Page excerpt —
———
Context-Aware Image Captioning with BLIP-2

more details PDF: caption_report
Project: Generate Context-Aware Captions from Photos

This project implements a context-aware image captioning system that goes beyond standard literal descriptions. Instead of generating basic captions like "A person standing in front of a building," our system produces rich, contextual descriptions like "Reporter covering the climate summit in Paris, December 2024" by incorporating temporal, geographical, and social context.

Project Overview

Objective: Develop a captioning model that incorporates contextual signals (location, people, events, dates) to generate more meaningful and informative image descriptions.

Approach: Fine-tune BLIP-2 on the GoodNews dataset, which contains news images with rich metadata including article context, named entities, locations, and temporal information. The model learns to integrate visual content with contextual signals.

Context Integration Examples:

Standard caption: "A man in a suit speaking at a podium"
Context-aware caption: "President Biden addressing climate change at COP28 summit in Dubai, December 2023"

Dataset: GoodNews - news images with articles, metadata, and rich contextual information including people, locations, events, and temporal data.

Inspired by: GoodNews Repository

Project Structure

project/
├── dataset_preparation/                # Dataset preprocessing scripts
│   ├── 0_url_to_superjumbo.py        # Convert URLs to high-resolution variants
│   ├── 1_get_images.py               # Download images from NYTimes URLs
│   ├── 2_create_context_dataset.py   # Extract context and create datasets
│   ├── 3_resize_images.py            # Resize images to 224x224 for training
│   └── 4_organize_folders.py         # Organize images into hash-based subdirectories
├── data/
│   ├── raw/                          # Original GoodNews files
│   │   ├── captioning_dataset.json   # Original captions and metadata
│   │   ├── img_urls_all.json         # Original image URLs
│   │   └── img_urls_super.json       # High-resolution URLs (generated)
│   ├── processed/                    # Processed datasets
│   │   ├── train.json                # Original format with context
│   │   ├── val.json
│   │   ├── test.json
│   │   ├── train_224.json            # Final training format
│   │   ├── val_224.json
│   │   └── test_224.json
│   └── images/
│       ├── original/                 # Downloaded images
│       └── images224/                # Resized training images
│           └── xx/                   # Hash-organized subdirectories (00-ff)
├── training/
│   ├── safe_multi_gpu_training.py    # Conservative multi-GPU training configuration
│   ├── best_caption.py               # Model inference and caption generation
│   ├── evaluate_results.py           # Evaluation metrics (BLEU, ROUGE)
———
Data listing —
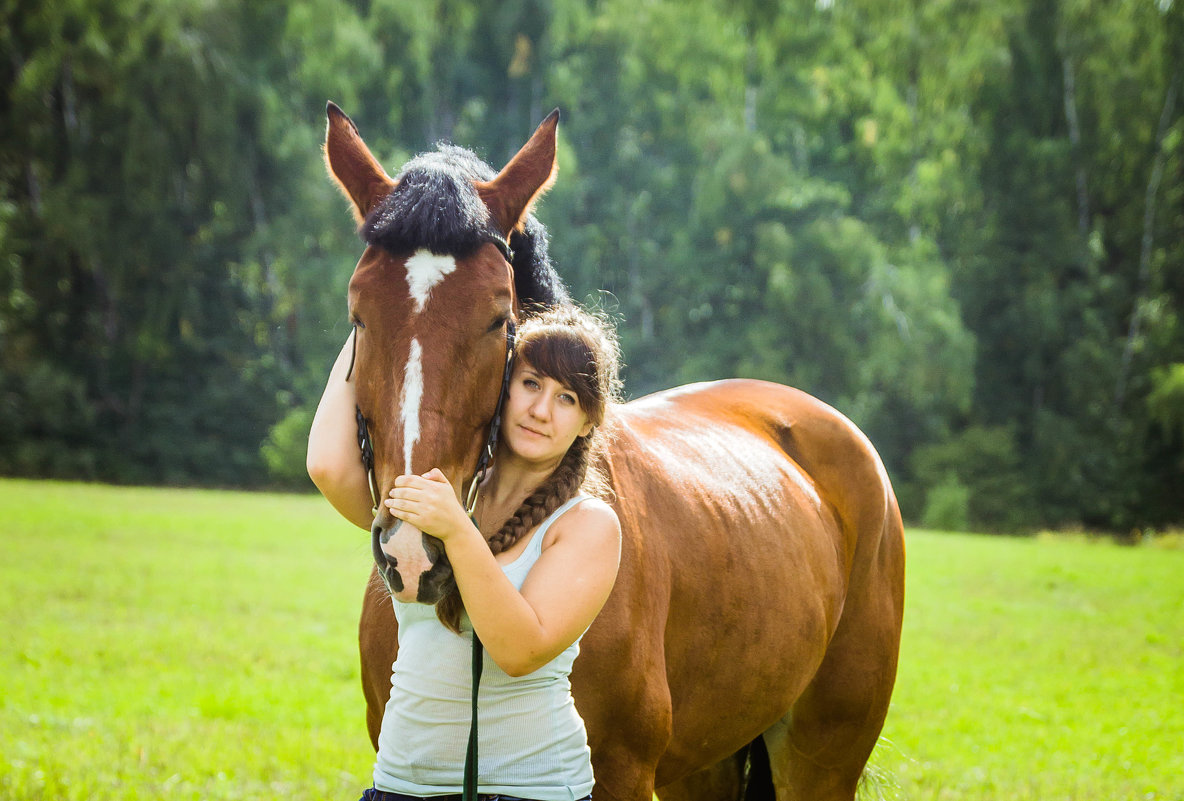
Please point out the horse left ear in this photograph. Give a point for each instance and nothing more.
(528, 174)
(359, 175)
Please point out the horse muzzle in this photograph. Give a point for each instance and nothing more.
(411, 563)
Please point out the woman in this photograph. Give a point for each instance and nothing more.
(529, 589)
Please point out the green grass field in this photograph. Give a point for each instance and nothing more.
(201, 645)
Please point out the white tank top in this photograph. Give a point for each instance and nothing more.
(532, 742)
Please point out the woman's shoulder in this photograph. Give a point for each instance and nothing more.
(591, 517)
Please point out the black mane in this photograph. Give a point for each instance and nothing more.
(435, 206)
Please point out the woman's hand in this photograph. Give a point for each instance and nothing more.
(429, 503)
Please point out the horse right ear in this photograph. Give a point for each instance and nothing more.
(351, 163)
(528, 174)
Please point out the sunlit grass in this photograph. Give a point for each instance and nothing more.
(178, 644)
(1038, 669)
(201, 645)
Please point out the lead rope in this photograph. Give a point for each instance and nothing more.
(469, 788)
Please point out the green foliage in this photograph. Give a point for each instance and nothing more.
(947, 505)
(975, 479)
(1165, 401)
(284, 449)
(943, 218)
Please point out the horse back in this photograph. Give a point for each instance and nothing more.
(746, 509)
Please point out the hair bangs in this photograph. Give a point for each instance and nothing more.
(565, 357)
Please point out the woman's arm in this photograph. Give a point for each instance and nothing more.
(562, 594)
(333, 460)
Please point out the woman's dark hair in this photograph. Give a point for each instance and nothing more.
(579, 350)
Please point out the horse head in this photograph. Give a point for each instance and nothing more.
(452, 254)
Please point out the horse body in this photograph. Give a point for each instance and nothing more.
(747, 511)
(760, 588)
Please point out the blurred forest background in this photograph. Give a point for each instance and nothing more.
(958, 221)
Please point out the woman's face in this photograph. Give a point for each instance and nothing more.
(542, 417)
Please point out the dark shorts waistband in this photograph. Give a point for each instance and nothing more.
(374, 794)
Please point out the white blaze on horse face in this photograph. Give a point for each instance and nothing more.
(411, 561)
(424, 271)
(406, 543)
(412, 398)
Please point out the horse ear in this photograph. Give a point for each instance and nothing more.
(358, 174)
(528, 174)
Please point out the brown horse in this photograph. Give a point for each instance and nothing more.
(751, 640)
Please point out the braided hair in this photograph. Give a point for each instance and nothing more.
(579, 350)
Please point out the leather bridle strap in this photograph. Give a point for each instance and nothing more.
(495, 424)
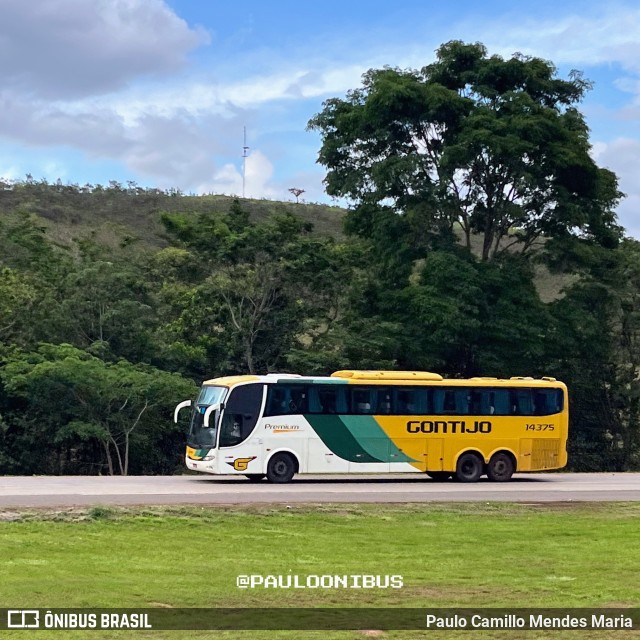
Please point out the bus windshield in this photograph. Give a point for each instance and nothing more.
(201, 437)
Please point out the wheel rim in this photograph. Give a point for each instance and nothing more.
(500, 468)
(468, 468)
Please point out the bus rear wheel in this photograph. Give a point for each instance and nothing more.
(281, 468)
(439, 476)
(469, 468)
(500, 467)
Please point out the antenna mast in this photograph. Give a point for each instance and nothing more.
(244, 160)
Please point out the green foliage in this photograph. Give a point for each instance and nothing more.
(465, 176)
(471, 140)
(90, 414)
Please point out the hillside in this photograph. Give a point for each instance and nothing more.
(115, 215)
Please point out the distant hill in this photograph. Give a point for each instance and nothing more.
(117, 215)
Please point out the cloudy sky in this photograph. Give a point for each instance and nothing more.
(158, 91)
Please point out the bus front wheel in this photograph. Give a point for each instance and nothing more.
(439, 476)
(469, 468)
(500, 467)
(281, 468)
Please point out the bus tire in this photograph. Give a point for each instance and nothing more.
(281, 468)
(469, 468)
(439, 476)
(501, 467)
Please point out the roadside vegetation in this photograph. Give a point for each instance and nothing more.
(465, 555)
(481, 240)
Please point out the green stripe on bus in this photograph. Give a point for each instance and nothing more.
(372, 438)
(334, 433)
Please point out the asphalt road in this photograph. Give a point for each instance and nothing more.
(68, 491)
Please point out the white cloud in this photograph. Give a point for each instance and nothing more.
(71, 48)
(258, 179)
(622, 156)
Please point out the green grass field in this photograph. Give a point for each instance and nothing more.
(465, 555)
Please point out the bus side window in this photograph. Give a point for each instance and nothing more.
(384, 402)
(240, 414)
(363, 400)
(522, 402)
(327, 399)
(297, 400)
(500, 402)
(276, 401)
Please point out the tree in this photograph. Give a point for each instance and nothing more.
(491, 146)
(67, 400)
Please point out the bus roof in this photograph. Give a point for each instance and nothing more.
(384, 377)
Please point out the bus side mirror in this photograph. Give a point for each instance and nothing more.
(207, 413)
(182, 405)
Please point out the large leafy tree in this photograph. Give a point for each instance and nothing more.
(492, 146)
(69, 411)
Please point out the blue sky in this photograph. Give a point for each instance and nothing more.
(158, 91)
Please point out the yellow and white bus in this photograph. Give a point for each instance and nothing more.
(277, 425)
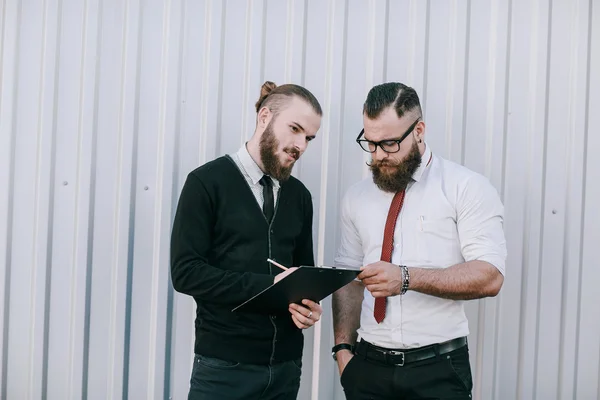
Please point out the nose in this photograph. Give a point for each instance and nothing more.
(380, 154)
(301, 144)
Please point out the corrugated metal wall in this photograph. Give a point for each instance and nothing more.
(105, 105)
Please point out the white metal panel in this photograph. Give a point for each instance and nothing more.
(105, 106)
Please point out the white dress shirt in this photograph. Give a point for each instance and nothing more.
(253, 174)
(450, 215)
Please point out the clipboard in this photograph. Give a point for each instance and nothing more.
(307, 282)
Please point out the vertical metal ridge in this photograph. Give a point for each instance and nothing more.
(386, 39)
(159, 186)
(449, 78)
(10, 208)
(205, 79)
(246, 78)
(369, 65)
(183, 24)
(219, 99)
(289, 42)
(570, 147)
(304, 40)
(426, 52)
(72, 361)
(525, 272)
(263, 46)
(92, 207)
(543, 197)
(51, 195)
(507, 77)
(132, 209)
(491, 86)
(586, 132)
(412, 39)
(466, 84)
(47, 277)
(117, 213)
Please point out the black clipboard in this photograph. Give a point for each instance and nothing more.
(313, 283)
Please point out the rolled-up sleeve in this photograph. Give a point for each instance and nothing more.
(480, 220)
(350, 251)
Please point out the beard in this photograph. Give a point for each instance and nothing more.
(397, 174)
(268, 155)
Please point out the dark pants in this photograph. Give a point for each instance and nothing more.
(443, 377)
(224, 380)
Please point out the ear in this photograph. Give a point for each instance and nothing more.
(264, 117)
(420, 131)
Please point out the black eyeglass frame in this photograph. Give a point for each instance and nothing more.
(389, 141)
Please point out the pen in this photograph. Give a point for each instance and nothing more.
(277, 264)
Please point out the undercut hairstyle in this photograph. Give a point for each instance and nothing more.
(403, 98)
(275, 98)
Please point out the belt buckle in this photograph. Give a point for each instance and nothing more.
(397, 353)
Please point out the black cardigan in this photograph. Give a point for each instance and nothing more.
(219, 246)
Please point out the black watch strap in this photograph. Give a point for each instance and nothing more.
(341, 346)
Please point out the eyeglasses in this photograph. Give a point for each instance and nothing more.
(389, 145)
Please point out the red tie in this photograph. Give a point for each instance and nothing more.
(387, 247)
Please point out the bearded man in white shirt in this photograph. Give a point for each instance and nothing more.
(427, 234)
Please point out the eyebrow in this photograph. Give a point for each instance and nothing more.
(299, 126)
(302, 129)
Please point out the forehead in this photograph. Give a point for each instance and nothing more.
(387, 125)
(300, 112)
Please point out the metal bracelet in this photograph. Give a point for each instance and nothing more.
(405, 279)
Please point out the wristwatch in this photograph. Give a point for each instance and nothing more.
(341, 346)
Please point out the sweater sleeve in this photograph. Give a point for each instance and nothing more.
(303, 252)
(191, 240)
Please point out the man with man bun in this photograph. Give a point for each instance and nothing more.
(233, 214)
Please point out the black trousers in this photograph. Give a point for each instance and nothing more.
(444, 377)
(215, 379)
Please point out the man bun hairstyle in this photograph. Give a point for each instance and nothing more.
(403, 98)
(276, 97)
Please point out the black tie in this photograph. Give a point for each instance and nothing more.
(268, 204)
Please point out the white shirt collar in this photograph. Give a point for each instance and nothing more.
(425, 162)
(251, 167)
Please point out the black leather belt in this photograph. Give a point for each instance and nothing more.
(400, 357)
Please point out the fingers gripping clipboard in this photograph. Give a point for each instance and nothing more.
(313, 283)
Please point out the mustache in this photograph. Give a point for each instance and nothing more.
(293, 152)
(380, 163)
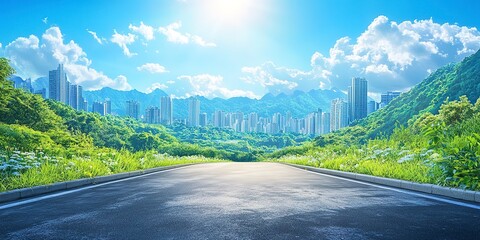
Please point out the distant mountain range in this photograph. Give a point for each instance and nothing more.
(449, 82)
(298, 103)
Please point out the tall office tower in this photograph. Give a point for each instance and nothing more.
(310, 124)
(108, 106)
(318, 122)
(219, 119)
(76, 97)
(338, 114)
(325, 123)
(133, 108)
(203, 119)
(166, 105)
(152, 115)
(194, 112)
(357, 99)
(42, 92)
(85, 105)
(238, 121)
(252, 122)
(67, 93)
(99, 108)
(386, 98)
(372, 106)
(58, 85)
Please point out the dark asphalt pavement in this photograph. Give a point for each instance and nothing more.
(238, 201)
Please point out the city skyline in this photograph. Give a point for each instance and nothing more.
(164, 44)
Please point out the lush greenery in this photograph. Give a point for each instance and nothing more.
(26, 169)
(430, 134)
(421, 136)
(448, 82)
(244, 146)
(44, 141)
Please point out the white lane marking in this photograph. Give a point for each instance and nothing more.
(36, 199)
(424, 195)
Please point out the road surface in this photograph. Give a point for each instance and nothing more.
(238, 201)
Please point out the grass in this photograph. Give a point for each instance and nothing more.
(28, 169)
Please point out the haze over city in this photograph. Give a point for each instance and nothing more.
(216, 48)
———
Task requirements —
1 - In the BLIP-2 captioning project page, to what size does the resizing script scale images for training?
2 - Continue the BLIP-2 captioning project page from its last line.

The results —
1 - 224x224

2 -
│   └── run.sh                        # Script to run training
├── results/                          # Training outputs and model checkpoints
├── requirements.txt                  # Python package requirements
└── README.md

Requirements

Python 3.8+
PyTorch 2.0+
Transformers (Hugging Face)
PIL (Pillow)
spaCy (with English model: python -m spacy download en_core_web_sm)
tqdm
joblib
bitsandbytes (for 8-bit optimization)
CUDA-compatible GPU(s)

Installation

navigate to the project directory
Install dependencies:

pip install -r requirements.txt
python -m spacy download en_core_web_sm

Dataset Preparation

The dataset preparation involves several sequential steps to process the original GoodNews dataset:

Step 1: Convert URLs to High Resolution

cd dataset_preparation
python 0_url_to_superjumbo.py

What it does:

Reads data/raw/img_urls_all.json (original image URLs)
Converts all image URLs to their high-resolution "superJumbo" variants
Outputs data/raw/img_urls_super.json

Step 2: Download Images

python 1_get_images.py --num_threads 8

What it does:

Downloads images from NYTimes URLs using parallel processing
Saves images to data/images/original/
Handles network errors and retries failed downloads
Progress tracking with thread-based downloading

Options:

--num_threads: Number of parallel download threads (default: 4)
--urls_file: Custom path to URLs JSON file
--output_dir: Custom output directory for images

Step 3: Create Context Dataset

python 2_create_context_dataset.py

What it does:

Processes original captions and metadata from data/raw/captioning_dataset.json
Extracts contextual information using spaCy NLP:
- Places: Geographic locations (GPE, LOC entities)
- Dates: From URLs and text (YYYY-MM-DD format)
- People: Person names (PERSON, ORG entities)
- Events: Major events (Olympics, World Cup, etc.)
- Sections: News section from URL structure
Creates context strings like: [sports | New York | 2024-01-15 | PERSON=John Smith | EVENT=Olympics]
Outputs train/val/test splits to data/processed/

Step 4: Resize Images for Training

python 3_resize_images.py

What it does:

Resizes all images to 224×224 pixels (BLIP-2 input requirement)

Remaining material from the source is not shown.